## WHAT IS EXPECTED
Word for word, restate the lines that run from the line containing "[point] every instance of the blue" to the last line of the records below.

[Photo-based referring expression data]

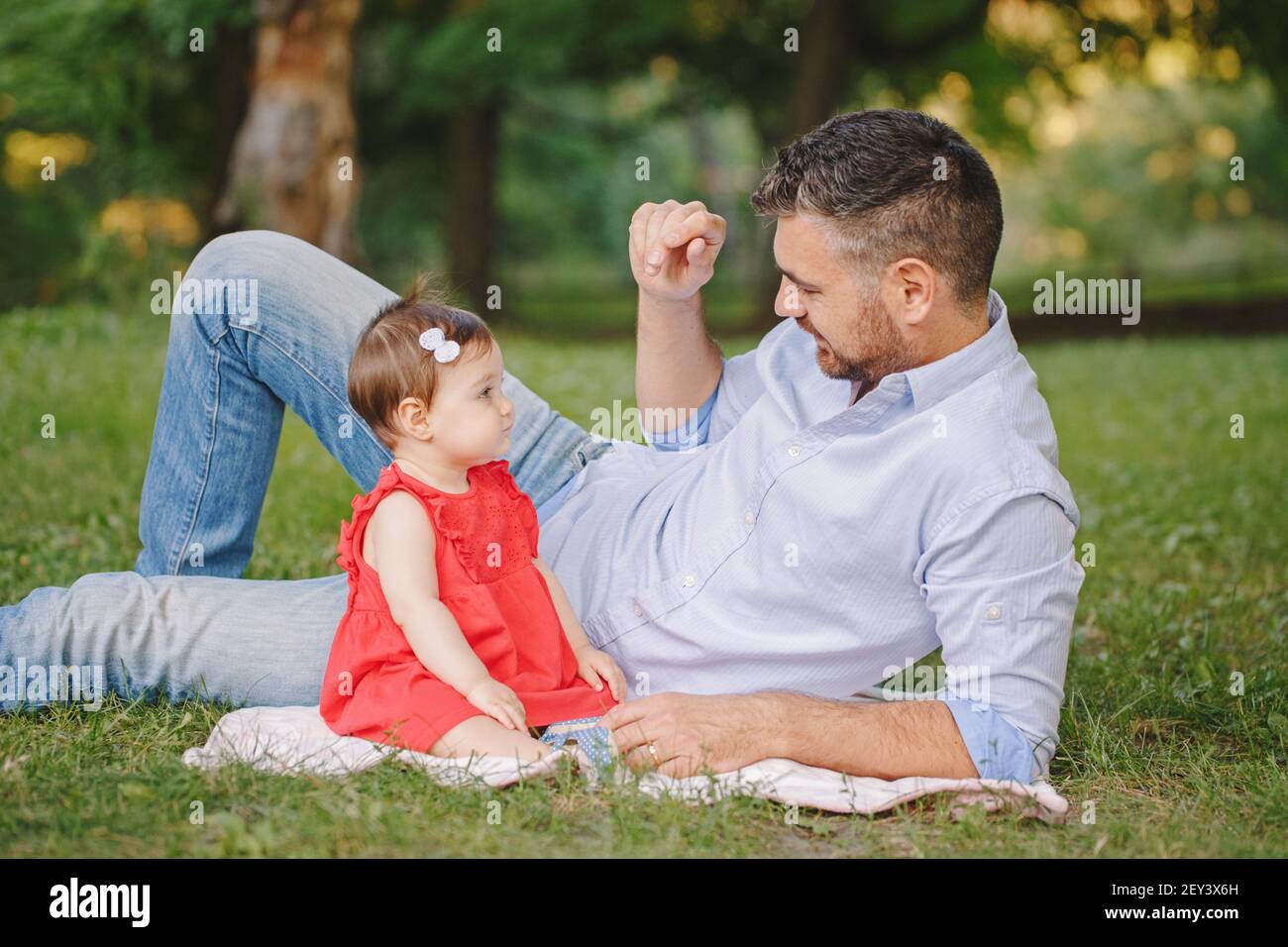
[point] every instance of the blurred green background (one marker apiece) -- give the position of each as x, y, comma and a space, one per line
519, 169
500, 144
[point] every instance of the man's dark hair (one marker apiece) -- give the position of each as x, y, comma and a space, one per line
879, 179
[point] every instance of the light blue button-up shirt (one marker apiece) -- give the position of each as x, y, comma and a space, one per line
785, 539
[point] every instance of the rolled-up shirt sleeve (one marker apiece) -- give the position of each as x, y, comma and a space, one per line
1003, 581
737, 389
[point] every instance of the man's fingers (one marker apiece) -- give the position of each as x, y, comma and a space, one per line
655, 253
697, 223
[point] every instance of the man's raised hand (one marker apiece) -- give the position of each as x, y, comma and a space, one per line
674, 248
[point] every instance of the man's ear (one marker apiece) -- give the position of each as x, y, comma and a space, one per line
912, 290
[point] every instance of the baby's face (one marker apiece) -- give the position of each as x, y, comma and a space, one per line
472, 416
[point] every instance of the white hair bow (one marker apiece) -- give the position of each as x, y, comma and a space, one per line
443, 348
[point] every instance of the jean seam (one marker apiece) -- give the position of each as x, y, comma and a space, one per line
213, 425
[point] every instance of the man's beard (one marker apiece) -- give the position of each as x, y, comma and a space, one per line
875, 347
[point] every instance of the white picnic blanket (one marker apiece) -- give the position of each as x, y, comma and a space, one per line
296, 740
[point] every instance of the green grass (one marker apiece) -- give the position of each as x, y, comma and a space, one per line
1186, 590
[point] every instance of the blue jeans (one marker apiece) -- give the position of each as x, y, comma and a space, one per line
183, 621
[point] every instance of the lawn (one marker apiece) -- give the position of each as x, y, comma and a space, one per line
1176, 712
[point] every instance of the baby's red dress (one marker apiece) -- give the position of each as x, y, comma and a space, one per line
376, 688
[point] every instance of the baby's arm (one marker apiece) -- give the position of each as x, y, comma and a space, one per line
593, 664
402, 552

## RESULT BELOW
[point] every instance of the blue jeans (one marker apiece) -- give the position of each as x, y, comma and a space, one per line
183, 621
[point] every instance of the lawn (one marker apiece) -- give the position of each as x, y, comma and a space, one per line
1176, 712
[point] every instance of the baby's red dress (one marker apiece) -- give the position of each as x, y, comma and a space, one per line
376, 688
[point] every instance of the baby's arm (one marker apiece) -- give the position of each as x, y, comma and a space, one per line
593, 664
402, 552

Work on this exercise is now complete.